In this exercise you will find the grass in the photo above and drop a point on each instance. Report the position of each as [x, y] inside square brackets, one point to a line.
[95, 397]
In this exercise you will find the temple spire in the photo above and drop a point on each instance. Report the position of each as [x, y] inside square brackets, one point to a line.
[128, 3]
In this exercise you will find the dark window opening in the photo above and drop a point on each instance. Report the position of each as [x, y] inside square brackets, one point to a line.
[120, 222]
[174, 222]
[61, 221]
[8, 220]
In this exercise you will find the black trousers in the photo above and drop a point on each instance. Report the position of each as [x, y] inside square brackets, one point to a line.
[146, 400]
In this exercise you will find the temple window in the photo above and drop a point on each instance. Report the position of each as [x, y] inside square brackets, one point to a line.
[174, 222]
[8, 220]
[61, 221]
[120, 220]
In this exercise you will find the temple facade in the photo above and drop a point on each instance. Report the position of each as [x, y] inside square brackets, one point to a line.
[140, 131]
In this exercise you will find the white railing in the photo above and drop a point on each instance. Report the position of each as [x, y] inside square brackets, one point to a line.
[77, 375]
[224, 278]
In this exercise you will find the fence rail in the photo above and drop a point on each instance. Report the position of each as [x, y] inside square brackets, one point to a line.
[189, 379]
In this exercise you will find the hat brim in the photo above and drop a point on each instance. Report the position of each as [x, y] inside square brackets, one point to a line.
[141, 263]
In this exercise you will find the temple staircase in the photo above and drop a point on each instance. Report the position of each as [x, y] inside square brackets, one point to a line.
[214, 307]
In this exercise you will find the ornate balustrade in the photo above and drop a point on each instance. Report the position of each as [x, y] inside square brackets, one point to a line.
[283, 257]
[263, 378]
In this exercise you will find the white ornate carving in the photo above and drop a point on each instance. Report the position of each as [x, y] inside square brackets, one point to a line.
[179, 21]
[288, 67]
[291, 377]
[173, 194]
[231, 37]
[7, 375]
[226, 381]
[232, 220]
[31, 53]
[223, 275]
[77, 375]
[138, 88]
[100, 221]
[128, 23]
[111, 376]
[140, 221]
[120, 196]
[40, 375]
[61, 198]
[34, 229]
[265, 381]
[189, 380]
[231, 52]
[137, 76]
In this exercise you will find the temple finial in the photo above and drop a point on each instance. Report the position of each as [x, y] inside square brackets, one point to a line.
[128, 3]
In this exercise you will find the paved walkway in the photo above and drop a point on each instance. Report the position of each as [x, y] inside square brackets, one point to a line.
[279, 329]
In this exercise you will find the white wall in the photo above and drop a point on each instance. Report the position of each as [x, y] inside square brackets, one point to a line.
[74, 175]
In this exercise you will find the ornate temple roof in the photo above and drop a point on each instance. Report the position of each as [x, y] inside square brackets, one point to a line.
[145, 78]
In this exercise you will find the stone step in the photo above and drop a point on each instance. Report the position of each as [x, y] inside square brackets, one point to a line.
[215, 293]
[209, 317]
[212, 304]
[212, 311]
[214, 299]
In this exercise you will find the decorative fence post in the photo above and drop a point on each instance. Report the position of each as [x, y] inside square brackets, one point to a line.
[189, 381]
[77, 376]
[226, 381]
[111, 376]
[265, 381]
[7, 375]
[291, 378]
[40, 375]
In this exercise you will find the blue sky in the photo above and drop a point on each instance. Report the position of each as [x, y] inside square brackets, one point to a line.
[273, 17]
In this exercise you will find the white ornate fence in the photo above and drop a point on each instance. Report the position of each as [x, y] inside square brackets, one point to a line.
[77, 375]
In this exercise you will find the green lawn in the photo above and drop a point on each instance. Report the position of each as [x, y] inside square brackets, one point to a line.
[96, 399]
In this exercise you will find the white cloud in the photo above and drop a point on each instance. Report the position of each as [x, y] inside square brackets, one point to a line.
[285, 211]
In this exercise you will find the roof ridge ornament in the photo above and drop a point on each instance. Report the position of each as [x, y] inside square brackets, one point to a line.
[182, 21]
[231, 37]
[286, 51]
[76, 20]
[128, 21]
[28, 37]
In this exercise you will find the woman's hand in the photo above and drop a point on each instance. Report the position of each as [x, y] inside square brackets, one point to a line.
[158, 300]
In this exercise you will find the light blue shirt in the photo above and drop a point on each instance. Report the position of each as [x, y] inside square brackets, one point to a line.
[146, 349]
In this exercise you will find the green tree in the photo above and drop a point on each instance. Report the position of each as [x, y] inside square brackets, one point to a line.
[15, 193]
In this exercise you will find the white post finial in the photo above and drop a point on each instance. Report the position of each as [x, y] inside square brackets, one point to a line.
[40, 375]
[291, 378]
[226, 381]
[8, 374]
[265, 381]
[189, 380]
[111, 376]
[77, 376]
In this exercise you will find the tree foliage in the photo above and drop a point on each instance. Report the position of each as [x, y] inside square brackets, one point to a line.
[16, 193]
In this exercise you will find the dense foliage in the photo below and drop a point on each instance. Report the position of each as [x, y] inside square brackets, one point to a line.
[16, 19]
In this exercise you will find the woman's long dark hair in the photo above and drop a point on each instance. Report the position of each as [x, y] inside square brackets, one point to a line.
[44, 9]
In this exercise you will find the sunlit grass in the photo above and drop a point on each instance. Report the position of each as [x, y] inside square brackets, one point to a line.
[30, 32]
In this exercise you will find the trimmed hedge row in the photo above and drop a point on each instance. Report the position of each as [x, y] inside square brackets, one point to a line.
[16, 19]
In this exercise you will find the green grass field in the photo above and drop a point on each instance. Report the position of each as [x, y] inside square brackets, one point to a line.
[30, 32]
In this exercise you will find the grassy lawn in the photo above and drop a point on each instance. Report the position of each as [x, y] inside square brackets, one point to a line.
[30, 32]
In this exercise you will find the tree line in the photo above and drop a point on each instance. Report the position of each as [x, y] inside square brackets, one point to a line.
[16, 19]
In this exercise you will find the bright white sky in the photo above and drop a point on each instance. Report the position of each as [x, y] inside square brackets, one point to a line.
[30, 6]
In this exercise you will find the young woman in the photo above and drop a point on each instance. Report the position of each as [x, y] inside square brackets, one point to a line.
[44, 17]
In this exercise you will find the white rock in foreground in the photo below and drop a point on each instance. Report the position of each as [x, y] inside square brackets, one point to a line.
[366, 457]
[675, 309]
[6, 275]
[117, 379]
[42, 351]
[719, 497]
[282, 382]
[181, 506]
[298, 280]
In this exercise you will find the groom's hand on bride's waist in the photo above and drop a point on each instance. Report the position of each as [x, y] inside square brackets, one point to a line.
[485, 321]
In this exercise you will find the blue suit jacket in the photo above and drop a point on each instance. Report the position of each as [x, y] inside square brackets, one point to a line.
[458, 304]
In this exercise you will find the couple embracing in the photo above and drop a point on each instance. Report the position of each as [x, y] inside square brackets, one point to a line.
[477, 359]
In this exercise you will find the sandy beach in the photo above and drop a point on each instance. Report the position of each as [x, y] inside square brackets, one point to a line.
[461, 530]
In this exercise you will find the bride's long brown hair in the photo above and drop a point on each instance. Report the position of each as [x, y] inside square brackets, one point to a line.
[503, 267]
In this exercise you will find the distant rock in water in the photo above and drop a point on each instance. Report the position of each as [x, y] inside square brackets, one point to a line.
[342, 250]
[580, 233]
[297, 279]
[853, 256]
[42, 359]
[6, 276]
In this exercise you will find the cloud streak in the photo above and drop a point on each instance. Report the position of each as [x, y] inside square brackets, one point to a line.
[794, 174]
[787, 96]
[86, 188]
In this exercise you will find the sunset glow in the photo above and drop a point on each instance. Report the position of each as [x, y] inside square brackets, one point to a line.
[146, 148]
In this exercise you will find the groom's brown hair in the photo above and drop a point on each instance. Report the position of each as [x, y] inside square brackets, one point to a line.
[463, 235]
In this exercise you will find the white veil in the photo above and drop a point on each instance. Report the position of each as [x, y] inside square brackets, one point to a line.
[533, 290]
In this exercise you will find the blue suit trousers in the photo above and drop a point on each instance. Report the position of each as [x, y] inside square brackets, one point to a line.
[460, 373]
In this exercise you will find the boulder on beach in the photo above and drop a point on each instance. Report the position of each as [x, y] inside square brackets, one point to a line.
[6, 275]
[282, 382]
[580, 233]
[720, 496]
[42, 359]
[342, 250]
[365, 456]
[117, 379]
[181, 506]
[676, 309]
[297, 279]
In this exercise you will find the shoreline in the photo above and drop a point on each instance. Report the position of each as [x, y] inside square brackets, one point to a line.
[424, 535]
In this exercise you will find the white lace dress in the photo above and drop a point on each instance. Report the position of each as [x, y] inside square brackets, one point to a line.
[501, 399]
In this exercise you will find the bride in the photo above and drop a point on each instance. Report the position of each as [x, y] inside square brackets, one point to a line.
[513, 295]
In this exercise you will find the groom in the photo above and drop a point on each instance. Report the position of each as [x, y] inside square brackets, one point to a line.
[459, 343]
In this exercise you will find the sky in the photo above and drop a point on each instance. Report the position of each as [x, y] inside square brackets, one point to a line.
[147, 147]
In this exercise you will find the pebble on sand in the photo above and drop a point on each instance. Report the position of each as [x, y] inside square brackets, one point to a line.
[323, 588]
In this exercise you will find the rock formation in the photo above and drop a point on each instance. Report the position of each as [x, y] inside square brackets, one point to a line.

--- --- ---

* **Stated goal**:
Copy everything from the line containing "In this exercise you will find the sky" down to the end of the records, requests included. Scale every point coordinate in the answers by 0.35 and round each to a whole number, with halves rounding up.

* **Solution**:
In this exercise you will find the sky in the photo above and drop a point on each instance. Report the position of each as [x, y] inside square brackets, one point to a line.
[51, 51]
In this exercise you will find the pebble on sand in the photo above and drop a point on each instance. Report the position of each as [x, y] inside square brackets, one point to a line.
[113, 206]
In this exercise you will find the rock formation in the photo above and drop a point on each instance. Report the position of each as [x, y] inside square brackets, one point to a line.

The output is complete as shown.